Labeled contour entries
• • • •

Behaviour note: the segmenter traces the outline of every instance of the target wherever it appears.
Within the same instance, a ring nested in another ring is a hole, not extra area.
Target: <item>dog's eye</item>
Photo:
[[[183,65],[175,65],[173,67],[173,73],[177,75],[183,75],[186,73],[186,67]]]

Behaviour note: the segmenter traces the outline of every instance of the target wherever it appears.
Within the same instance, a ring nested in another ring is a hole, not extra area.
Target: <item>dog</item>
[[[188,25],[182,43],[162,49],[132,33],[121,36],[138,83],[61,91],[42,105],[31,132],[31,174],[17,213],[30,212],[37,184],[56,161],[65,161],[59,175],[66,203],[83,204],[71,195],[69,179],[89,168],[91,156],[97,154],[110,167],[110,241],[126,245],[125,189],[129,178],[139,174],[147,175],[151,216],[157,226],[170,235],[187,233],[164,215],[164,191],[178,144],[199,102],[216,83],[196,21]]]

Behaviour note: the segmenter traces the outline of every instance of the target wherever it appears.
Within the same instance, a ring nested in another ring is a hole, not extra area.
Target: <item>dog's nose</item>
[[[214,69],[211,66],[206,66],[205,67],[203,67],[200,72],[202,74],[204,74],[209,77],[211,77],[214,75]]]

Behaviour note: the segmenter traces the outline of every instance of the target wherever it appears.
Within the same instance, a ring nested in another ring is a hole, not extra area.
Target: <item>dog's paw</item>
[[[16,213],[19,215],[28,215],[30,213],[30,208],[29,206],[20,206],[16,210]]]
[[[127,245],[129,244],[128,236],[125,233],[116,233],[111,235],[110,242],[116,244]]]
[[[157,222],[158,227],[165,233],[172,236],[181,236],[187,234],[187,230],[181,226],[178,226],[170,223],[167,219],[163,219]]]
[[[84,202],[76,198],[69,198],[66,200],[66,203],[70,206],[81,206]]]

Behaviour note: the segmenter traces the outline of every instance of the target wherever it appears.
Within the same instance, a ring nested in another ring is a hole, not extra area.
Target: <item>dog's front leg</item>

• • • •

Pull out every line of the material above that contains the string "item", treating uppercase and lowercase letters as different.

■ Solved problem:
Target: <item>dog's eye</item>
Target: <item>dog</item>
Target: <item>dog's nose</item>
Target: <item>dog's paw</item>
Target: <item>dog's front leg</item>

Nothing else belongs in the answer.